### [Exercise task]
Format every line of the entries below as a Markdown table with the columns "No." and "Text", putting each line's number under "No." and the line itself under "Text". Leave out any blank lines.

======== Records supplied

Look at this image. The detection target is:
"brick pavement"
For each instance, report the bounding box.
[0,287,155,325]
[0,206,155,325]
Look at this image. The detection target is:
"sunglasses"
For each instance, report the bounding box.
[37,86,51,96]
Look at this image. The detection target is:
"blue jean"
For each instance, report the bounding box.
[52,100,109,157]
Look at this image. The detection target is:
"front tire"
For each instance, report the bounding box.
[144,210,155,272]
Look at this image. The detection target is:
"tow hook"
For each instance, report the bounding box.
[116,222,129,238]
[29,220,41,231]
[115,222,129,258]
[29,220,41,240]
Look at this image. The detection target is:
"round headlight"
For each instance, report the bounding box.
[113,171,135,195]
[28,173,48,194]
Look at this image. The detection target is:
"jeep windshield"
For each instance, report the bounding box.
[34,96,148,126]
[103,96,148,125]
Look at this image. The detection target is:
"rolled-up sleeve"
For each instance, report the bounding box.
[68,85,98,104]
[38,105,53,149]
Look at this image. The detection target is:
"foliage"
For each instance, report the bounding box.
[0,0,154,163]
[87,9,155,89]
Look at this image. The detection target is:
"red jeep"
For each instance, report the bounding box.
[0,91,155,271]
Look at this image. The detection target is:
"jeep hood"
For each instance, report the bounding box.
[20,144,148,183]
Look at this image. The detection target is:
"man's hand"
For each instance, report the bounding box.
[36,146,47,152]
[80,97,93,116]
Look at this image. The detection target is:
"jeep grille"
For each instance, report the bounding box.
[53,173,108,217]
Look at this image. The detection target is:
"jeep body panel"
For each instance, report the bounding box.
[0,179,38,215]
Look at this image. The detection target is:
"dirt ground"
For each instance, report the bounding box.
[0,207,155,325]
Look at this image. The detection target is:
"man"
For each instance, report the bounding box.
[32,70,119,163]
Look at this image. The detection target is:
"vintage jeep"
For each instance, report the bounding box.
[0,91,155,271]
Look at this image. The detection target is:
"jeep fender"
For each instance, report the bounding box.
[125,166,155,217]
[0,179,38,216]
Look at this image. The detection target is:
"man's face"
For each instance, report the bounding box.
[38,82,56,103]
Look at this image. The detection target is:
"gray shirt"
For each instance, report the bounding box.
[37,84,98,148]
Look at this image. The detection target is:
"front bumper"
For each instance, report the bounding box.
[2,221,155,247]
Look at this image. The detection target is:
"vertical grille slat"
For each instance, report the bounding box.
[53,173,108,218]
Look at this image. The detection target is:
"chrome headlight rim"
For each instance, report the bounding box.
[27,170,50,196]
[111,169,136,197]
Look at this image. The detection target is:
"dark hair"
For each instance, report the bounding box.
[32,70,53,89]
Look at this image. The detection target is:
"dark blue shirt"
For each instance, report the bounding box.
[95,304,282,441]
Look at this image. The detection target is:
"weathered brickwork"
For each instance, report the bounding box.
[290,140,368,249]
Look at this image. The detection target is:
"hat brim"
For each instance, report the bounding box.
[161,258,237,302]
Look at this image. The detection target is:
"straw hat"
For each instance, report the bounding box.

================

### [Task output]
| No. | Text |
|---|---|
| 1 | Look at this image. The detection target is: |
| 2 | "brick pavement" |
| 3 | For each instance, report the bounding box. |
| 4 | [0,287,155,325] |
| 5 | [0,206,155,325] |
| 6 | Look at this image. The detection target is: |
| 7 | "sunglasses" |
| 8 | For each instance, report the bounding box. |
| 9 | [37,86,51,96] |
| 10 | Look at this image. The detection target is: |
| 11 | "blue jean" |
| 12 | For each instance, report the bounding box. |
| 13 | [52,100,109,157] |
| 14 | Look at this image. The detection target is: |
| 15 | "front tire" |
| 16 | For each instance, report the bounding box. |
| 17 | [144,210,155,272] |
| 18 | Look at this image. The detection target is: |
| 19 | "tow hook" |
| 20 | For each instance, report the bounding box. |
| 21 | [116,222,129,238] |
| 22 | [29,220,41,231] |
| 23 | [115,222,129,258] |
| 24 | [29,220,41,240] |
| 25 | Look at this image. The detection target is: |
| 26 | "round headlight" |
| 27 | For each instance, report the bounding box. |
| 28 | [113,171,135,195] |
| 29 | [28,173,48,194] |
| 30 | Look at this image. The detection target is: |
| 31 | "jeep windshield" |
| 32 | For each instance, report the bounding box. |
| 33 | [34,96,148,126] |
| 34 | [103,96,148,125] |
| 35 | Look at this image. The detection target is: |
| 36 | "rolled-up sleeve" |
| 37 | For each instance, report the bounding box. |
| 38 | [68,85,98,104] |
| 39 | [38,105,53,149] |
| 40 | Look at this image. The detection target is: |
| 41 | "foliage" |
| 42 | For each instance, report the bounding box. |
| 43 | [0,0,154,163] |
| 44 | [87,9,155,89] |
| 45 | Look at this image. The detection target is: |
| 46 | "red jeep" |
| 47 | For each instance, report the bounding box. |
| 48 | [0,91,155,271] |
| 49 | Look at this image. The detection target is: |
| 50 | "jeep hood" |
| 51 | For each instance, report the bounding box. |
| 52 | [20,144,148,183] |
| 53 | Look at this image. The detection target is: |
| 54 | "man's hand" |
| 55 | For each instance, report the bounding box. |
| 56 | [36,146,47,152] |
| 57 | [80,97,93,116] |
| 58 | Look at this image. The detection target is: |
| 59 | "jeep grille" |
| 60 | For each instance, report the bounding box. |
| 61 | [53,173,108,217] |
| 62 | Look at this image. The detection target is: |
| 63 | "jeep body panel" |
| 64 | For each instance, report the bounding box. |
| 65 | [0,179,38,215] |
| 66 | Look at this image. The detection target is: |
| 67 | "dirt ground" |
| 68 | For each instance, report the bounding box. |
| 69 | [0,207,155,325] |
| 70 | Look at this image. The detection target is: |
| 71 | "man" |
| 72 | For each instance, report the bounding box. |
| 73 | [32,70,119,163] |
| 74 | Look at this image. The detection target is: |
| 75 | "vintage jeep" |
| 76 | For each instance, report the bounding box. |
| 77 | [0,91,155,271] |
| 78 | Look at this image. The detection target is: |
| 79 | "jeep fender" |
| 80 | For each instance, report the bounding box. |
| 81 | [125,166,155,217] |
| 82 | [0,179,38,216] |
| 83 | Look at this image. The detection target is: |
| 84 | "man's face" |
| 85 | For each instance, report the bounding box. |
| 86 | [38,82,56,103] |
| 87 | Look at this image. The detection target is: |
| 88 | "gray shirt" |
| 89 | For each instance, report the bounding box. |
| 90 | [37,84,98,148] |
| 91 | Look at this image. The detection target is: |
| 92 | "front bumper" |
| 93 | For each instance, report the bounding box. |
| 94 | [2,221,155,247] |
| 95 | Look at this image. The detection target is: |
| 96 | "vertical grille slat" |
| 97 | For each instance, report the bounding box. |
| 98 | [53,173,108,218] |
| 99 | Look at this image. The detection target is: |
| 100 | "chrome headlight rim" |
| 101 | For each instance, report the bounding box. |
| 102 | [27,170,50,196] |
| 103 | [111,169,136,197] |
| 104 | Look at this image. The detection target is: |
| 105 | "dark hair" |
| 106 | For each instance, report the bounding box. |
| 107 | [32,70,53,89] |
| 108 | Look at this image. The detection target is: |
| 109 | "dark blue shirt" |
| 110 | For each instance, report the bounding box. |
| 111 | [95,304,282,441] |
| 112 | Look at this image. The detection target is: |
| 113 | "weathered brickwork" |
| 114 | For each instance, report the bounding box. |
| 115 | [290,140,368,249] |
| 116 | Look at this image. The detection target is: |
| 117 | "hat brim" |
| 118 | For each instance, report the bounding box. |
| 119 | [161,258,237,302] |
| 120 | Look at this image. The detection target is: |
| 121 | "straw hat" |
| 122 | For each instance, report the bounding box. |